» The problem
In the listing below, copy the lines starting with the one that contains "forearm --shape polygon" and going on through the one that contains "[[[42,30],[58,35],[85,12],[96,0],[25,0],[26,5]]]", with both of those lines included.

» Records shown
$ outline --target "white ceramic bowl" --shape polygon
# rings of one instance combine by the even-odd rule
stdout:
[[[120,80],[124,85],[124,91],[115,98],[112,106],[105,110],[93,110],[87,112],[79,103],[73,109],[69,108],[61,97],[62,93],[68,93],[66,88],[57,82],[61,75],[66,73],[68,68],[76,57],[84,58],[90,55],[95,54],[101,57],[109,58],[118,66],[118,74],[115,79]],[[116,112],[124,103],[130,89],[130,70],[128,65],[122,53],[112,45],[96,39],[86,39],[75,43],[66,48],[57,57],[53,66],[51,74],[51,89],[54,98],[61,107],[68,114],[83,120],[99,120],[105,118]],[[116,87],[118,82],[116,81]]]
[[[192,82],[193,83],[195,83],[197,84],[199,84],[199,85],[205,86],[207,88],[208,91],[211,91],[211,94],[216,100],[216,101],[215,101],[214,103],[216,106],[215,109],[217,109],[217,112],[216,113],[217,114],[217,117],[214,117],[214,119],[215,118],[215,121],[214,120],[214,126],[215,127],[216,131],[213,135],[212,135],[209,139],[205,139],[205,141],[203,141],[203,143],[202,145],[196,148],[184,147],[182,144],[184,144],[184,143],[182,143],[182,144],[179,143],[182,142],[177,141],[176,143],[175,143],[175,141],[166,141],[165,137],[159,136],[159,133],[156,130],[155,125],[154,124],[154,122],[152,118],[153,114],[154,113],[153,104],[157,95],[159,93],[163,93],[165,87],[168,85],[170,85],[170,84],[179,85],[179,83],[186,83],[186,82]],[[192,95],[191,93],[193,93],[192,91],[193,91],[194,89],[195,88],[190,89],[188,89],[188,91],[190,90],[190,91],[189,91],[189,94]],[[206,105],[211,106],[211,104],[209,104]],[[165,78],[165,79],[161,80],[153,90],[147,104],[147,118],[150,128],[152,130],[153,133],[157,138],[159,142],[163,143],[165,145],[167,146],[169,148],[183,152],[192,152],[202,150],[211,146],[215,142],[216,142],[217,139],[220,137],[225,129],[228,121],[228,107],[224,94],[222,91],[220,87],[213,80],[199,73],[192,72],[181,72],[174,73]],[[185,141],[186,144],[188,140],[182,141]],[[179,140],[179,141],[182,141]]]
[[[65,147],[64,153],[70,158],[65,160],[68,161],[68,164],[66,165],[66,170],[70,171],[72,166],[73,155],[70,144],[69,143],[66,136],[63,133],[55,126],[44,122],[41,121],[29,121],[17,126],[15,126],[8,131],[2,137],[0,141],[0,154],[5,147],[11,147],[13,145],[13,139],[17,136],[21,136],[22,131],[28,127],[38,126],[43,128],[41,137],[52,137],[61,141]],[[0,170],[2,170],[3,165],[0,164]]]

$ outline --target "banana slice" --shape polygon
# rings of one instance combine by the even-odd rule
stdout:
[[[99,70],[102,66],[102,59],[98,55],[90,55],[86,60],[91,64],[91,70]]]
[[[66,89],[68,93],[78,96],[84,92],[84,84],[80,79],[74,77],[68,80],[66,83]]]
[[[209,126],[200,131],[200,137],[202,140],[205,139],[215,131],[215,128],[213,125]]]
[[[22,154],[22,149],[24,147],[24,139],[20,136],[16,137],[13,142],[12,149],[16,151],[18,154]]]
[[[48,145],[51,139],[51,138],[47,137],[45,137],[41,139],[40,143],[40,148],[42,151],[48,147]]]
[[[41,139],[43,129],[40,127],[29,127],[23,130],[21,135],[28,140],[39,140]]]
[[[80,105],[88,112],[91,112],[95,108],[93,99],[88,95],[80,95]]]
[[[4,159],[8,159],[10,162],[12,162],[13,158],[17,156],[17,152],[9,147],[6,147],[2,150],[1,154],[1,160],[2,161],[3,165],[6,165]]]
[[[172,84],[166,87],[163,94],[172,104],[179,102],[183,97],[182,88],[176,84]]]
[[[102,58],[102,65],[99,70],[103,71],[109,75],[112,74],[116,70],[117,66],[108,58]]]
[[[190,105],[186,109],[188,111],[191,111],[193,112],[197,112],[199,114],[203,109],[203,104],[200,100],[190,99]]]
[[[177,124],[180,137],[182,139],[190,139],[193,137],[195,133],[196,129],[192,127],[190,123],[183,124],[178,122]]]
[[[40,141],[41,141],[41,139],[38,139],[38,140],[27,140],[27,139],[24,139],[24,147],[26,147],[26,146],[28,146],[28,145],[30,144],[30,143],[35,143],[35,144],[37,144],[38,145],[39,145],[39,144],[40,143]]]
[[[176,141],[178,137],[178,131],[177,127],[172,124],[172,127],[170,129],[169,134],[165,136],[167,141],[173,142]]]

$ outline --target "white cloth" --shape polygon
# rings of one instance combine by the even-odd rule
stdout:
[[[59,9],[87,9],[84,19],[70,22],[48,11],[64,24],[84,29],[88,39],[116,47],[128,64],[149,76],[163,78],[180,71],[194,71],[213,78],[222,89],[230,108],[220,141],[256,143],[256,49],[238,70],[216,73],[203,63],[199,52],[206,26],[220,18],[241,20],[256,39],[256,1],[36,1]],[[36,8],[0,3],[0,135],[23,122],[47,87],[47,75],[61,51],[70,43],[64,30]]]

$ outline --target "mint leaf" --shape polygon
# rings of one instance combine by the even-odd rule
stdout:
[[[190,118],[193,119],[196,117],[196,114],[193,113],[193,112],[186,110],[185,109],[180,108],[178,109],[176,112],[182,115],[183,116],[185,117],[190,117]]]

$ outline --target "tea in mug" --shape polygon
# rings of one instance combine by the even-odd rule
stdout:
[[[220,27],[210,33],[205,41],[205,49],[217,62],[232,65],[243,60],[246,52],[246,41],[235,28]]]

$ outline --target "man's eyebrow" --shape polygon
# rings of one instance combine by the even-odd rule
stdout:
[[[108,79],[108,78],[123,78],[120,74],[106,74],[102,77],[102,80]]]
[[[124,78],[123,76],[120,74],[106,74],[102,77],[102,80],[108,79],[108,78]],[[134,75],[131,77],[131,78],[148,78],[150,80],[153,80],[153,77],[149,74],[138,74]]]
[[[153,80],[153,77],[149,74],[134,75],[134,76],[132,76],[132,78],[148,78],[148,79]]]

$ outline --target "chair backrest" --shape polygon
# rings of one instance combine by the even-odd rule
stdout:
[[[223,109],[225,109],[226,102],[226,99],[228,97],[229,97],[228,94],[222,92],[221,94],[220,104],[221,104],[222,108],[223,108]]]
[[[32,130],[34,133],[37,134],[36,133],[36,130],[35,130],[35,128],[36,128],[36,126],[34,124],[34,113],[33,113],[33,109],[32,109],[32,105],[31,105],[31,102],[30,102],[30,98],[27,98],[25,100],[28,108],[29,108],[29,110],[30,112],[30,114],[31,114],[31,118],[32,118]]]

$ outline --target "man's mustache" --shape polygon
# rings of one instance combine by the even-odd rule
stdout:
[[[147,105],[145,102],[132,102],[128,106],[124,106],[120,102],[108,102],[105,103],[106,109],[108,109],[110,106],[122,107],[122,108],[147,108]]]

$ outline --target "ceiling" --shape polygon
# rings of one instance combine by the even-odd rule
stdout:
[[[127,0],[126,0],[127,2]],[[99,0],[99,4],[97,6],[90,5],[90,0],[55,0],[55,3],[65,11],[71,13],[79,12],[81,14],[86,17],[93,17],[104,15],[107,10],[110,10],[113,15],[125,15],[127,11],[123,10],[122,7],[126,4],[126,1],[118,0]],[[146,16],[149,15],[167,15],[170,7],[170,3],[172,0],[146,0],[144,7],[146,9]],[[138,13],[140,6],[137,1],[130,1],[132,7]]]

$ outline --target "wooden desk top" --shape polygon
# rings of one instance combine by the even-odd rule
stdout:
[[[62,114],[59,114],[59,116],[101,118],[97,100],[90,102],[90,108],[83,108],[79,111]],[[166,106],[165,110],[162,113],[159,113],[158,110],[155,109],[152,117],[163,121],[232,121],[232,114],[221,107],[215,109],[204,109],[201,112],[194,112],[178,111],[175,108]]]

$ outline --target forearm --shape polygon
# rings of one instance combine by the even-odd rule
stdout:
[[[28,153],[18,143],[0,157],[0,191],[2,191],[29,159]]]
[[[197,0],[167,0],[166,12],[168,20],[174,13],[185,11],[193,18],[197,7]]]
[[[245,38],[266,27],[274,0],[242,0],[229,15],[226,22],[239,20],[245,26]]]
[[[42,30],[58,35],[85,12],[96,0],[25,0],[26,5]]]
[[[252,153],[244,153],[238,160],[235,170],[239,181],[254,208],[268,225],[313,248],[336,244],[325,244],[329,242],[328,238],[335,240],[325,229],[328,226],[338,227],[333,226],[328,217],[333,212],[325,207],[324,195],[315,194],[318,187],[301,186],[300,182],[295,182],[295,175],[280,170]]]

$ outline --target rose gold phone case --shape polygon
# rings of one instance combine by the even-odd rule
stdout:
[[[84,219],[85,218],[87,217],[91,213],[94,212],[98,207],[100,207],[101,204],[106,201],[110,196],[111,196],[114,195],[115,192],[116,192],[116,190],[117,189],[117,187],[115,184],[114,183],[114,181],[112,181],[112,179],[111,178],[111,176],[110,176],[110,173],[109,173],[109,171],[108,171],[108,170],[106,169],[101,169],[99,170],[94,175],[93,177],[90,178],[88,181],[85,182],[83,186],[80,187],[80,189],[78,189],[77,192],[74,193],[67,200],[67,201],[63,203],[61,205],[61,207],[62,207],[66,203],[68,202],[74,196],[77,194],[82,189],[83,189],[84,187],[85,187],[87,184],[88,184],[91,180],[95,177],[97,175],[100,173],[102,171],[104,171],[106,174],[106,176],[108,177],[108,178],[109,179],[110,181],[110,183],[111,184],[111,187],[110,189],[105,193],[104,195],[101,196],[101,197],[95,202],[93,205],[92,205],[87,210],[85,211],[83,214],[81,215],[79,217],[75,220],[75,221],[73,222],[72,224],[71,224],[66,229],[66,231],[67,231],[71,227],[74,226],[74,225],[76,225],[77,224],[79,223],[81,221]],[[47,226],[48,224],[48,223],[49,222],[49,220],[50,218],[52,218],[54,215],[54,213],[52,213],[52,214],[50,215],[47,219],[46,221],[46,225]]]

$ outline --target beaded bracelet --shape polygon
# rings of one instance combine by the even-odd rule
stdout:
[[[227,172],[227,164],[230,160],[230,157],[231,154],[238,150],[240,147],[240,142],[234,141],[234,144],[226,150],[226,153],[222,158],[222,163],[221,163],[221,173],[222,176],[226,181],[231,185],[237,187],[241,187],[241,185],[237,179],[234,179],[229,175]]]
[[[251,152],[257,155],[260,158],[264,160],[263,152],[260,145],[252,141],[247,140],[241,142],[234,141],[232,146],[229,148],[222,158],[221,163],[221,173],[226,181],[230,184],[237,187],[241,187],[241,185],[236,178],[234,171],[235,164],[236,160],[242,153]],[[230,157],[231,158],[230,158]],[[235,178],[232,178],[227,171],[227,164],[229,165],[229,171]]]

» Written answer
$ outline --target forearm --shape polygon
# rings of one instance combine by the even-odd rule
stdout:
[[[28,153],[18,143],[0,157],[0,191],[2,191],[29,159]]]
[[[197,0],[167,0],[166,12],[168,20],[174,13],[185,11],[193,18],[197,7]]]
[[[245,38],[266,27],[274,0],[242,0],[229,15],[226,22],[239,20],[245,26]]]
[[[42,30],[58,35],[85,12],[96,0],[25,0],[26,5]]]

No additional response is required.